Information provided Start Marker

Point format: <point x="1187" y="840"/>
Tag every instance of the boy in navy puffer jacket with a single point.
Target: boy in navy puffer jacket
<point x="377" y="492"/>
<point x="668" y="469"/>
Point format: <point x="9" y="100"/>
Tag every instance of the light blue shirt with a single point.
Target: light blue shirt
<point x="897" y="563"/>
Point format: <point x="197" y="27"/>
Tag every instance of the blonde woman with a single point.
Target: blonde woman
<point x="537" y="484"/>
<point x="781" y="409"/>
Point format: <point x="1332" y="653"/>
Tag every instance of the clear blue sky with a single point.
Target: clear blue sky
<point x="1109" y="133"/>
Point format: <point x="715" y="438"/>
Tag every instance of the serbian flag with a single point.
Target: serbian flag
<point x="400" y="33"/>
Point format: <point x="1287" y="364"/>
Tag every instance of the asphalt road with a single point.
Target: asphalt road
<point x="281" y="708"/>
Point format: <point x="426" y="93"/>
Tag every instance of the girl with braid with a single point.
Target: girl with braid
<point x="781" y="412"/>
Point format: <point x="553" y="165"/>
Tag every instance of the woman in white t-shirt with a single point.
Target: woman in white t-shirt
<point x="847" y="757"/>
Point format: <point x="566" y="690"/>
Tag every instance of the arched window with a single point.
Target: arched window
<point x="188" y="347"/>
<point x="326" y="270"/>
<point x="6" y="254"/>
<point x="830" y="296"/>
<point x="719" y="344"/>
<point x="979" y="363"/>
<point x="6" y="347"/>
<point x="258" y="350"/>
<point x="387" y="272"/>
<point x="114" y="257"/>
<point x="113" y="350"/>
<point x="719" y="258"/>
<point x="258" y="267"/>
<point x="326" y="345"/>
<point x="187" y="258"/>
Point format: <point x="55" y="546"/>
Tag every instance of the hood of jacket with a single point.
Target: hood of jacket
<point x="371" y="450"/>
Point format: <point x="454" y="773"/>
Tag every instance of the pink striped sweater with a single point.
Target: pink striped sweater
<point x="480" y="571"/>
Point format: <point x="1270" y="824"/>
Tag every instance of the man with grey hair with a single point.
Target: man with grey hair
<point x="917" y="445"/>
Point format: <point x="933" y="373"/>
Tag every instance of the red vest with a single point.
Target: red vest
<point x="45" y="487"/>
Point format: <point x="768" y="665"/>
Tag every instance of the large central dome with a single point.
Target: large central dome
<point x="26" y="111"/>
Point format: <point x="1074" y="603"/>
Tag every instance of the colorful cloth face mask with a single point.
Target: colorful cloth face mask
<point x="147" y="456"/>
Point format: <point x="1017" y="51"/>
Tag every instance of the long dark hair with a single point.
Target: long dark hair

Information provided End Marker

Task to carry out:
Would you repeat all of the entries exactly?

Response area:
Point format: <point x="1187" y="840"/>
Tag every instance of the boy in navy puffer jacket with a single point.
Target: boy in navy puffer jacket
<point x="377" y="492"/>
<point x="668" y="469"/>
Point format: <point x="9" y="100"/>
Tag every instance of the light blue shirt with a single point.
Target: light blue shirt
<point x="897" y="563"/>
Point format: <point x="197" y="27"/>
Tag every instance of the blonde woman with a single point.
Target: blonde woman
<point x="537" y="484"/>
<point x="781" y="409"/>
Point format: <point x="1332" y="653"/>
Tag every instance of the clear blue sky with a single point.
Target: clear blue sky
<point x="1109" y="133"/>
Point format: <point x="715" y="438"/>
Tag every instance of the serbian flag with a single point.
Target: serbian flag
<point x="400" y="33"/>
Point format: <point x="1287" y="364"/>
Tag every instance of the asphalt road with a single point.
Target: asphalt road
<point x="281" y="708"/>
Point format: <point x="426" y="93"/>
Tag every instance of the girl with braid with a single point.
Target: girl with braid
<point x="781" y="412"/>
Point format: <point x="553" y="165"/>
Tag every instance of the woman in white t-shirt with a single point.
Target: woman in white t-shirt
<point x="847" y="757"/>
Point format: <point x="566" y="690"/>
Tag every instance of the arched window with a single point.
Target: arched window
<point x="188" y="347"/>
<point x="326" y="270"/>
<point x="6" y="254"/>
<point x="830" y="296"/>
<point x="719" y="344"/>
<point x="979" y="363"/>
<point x="6" y="347"/>
<point x="258" y="350"/>
<point x="387" y="272"/>
<point x="114" y="257"/>
<point x="113" y="350"/>
<point x="719" y="258"/>
<point x="258" y="267"/>
<point x="326" y="345"/>
<point x="187" y="258"/>
Point format: <point x="55" y="546"/>
Tag every instance of the hood of jacket with a single point.
Target: hood of jacket
<point x="371" y="450"/>
Point format: <point x="454" y="773"/>
Tag every instance of the pink striped sweater with a single point.
Target: pink striped sweater
<point x="480" y="571"/>
Point format: <point x="1270" y="824"/>
Tag every instance of the man with grey hair with a single point.
Target: man with grey hair
<point x="917" y="445"/>
Point format: <point x="933" y="373"/>
Tag every instance of the red vest with a single point.
Target: red vest
<point x="45" y="487"/>
Point format: <point x="768" y="665"/>
Tag every instance of the large central dome with a single point.
Target: large central dome
<point x="26" y="111"/>
Point format: <point x="1074" y="603"/>
Tag every instance of the colorful cloth face mask with a single point.
Target: colorful cloth face mask
<point x="147" y="456"/>
Point format: <point x="1017" y="51"/>
Tag every instance of the long dark hair with a single point.
Target: long dark hair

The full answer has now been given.